_PASSAGE SHOWN_
'''
From Chinese Chan to Japanese Zen investigates the remarkable century that lasted from 1225 to 1325, during which the transformation of the Chinese Chan school of Buddhism into the Japanese Zen sect was successfully completed. Steven Heine reveals how this school of Buddhism, which started half a millennium earlier as a mystical utopian cult for reclusive monks, gained a broad following among influential lay followers in both China and Japan. Author Interview
Date Of Review:
October 10, 2017
Steven Heine is the director of the Institute for Asian Studies and professor of religious studies at Florida International University. He has published thirty books on Zen and East Asian religion and society.
Zen Buddhism is a Japanese school of Mahayana Buddhism that originated from Chinese Chan Buddhism. This transmission, which occurred between the mid-thirteenth and mid-fourteenth centuries, not only entailed the transfer of religion, but also, as Steven Heine in From Chinese Chan to Japanese Zen shows, involved the exchange of culture, art, and literature. On November 20th, 2017, at the annual meeting of the American Academy of Religion in Boston, I had the pleasure to meet with Dr. Heine to discuss his recent book. –Kirsten Boles, Assistant Editor
KB: What is the central message of your book?
'''
_INSTRUCTIONS_
a) Echo the Chan-to-Zen passage between "From Chinese Chan to Japanese Zen investigates" and "religion and society.", inclusive.
b) According to the Chan-to-Zen passage, how many books has Steven Heine published?

_PROVIDED DATA_
'''
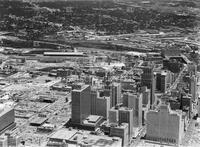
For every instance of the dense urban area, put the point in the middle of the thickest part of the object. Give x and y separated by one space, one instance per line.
99 73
'''
_ANSWERS TO THE PROBLEMS_
a)
From Chinese Chan to Japanese Zen investigates the remarkable century that lasted from 1225 to 1325, during which the transformation of the Chinese Chan school of Buddhism into the Japanese Zen sect was successfully completed. Steven Heine reveals how this school of Buddhism, which started half a millennium earlier as a mystical utopian cult for reclusive monks, gained a broad following among influential lay followers in both China and Japan. Author Interview
Date Of Review:
October 10, 2017
Steven Heine is the director of the Institute for Asian Studies and professor of religious studies at Florida International University. He has published thirty books on Zen and East Asian religion and society.

b) Thirty books on Zen and East Asian religion and society.